## The exercise
Gather every line of the records below that contains the word "branch", and copy each one out in full.

BEGIN Data listing

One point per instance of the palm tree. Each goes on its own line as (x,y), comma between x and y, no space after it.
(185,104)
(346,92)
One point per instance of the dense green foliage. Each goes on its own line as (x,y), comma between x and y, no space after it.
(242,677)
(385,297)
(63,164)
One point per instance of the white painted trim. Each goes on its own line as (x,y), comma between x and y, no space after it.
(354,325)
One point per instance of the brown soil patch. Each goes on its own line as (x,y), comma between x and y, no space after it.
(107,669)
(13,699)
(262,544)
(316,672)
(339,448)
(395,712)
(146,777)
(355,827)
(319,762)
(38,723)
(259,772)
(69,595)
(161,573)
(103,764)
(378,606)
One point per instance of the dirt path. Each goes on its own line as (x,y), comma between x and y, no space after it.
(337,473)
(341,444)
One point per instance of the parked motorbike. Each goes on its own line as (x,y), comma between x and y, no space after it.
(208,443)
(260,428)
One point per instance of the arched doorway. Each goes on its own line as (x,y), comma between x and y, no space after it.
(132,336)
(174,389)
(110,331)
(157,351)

END Data listing
BEGIN Data listing

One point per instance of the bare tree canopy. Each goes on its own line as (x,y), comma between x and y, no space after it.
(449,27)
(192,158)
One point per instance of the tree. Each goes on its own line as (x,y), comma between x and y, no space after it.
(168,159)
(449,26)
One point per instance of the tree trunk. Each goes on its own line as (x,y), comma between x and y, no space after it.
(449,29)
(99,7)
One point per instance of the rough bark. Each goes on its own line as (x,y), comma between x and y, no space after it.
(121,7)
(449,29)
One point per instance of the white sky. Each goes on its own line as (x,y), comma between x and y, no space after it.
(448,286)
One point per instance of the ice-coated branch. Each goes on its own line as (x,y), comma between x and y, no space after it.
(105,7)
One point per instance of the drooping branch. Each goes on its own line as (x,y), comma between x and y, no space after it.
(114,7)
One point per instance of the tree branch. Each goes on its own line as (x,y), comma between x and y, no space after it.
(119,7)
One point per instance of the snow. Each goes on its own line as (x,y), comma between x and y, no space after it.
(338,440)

END Data listing

## Completed task
One point per instance of the ice-coated branch. Each goes on its own line as (x,y), comma between x and y, no space after it.
One point per instance of the drooping branch. Each goes on its own line as (x,y), comma between x and y, no space after it.
One point per instance of the tree branch. Each goes on its own line as (x,y), comma between x and y, no space after it.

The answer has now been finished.